Information provided:

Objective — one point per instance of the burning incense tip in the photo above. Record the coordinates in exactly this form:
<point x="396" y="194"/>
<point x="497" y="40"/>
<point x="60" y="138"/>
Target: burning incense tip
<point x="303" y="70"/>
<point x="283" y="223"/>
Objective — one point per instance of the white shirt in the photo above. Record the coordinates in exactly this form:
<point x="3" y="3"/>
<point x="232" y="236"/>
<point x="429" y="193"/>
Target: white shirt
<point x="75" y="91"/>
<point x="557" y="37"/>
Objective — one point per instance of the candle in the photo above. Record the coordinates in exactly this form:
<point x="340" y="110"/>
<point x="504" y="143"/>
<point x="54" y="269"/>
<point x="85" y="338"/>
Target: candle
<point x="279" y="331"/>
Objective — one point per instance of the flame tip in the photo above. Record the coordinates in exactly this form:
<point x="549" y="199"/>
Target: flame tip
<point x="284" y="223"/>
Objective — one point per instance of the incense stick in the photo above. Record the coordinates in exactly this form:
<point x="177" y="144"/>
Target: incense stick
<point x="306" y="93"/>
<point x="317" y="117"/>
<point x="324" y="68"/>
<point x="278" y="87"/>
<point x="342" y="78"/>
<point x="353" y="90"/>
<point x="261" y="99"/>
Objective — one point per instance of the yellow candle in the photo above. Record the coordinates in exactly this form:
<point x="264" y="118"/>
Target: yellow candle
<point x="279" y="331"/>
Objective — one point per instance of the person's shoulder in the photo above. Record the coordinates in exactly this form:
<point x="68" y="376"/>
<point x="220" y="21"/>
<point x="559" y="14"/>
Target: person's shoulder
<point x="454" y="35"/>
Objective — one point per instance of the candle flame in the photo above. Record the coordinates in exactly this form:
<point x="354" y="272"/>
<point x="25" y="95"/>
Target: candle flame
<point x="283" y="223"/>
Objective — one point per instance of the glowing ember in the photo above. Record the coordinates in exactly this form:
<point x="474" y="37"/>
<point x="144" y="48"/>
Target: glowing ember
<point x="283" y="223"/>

Problem statement: Look through the entries and give the number of lines containing the word "coordinates". Add nothing else.

Answer: 9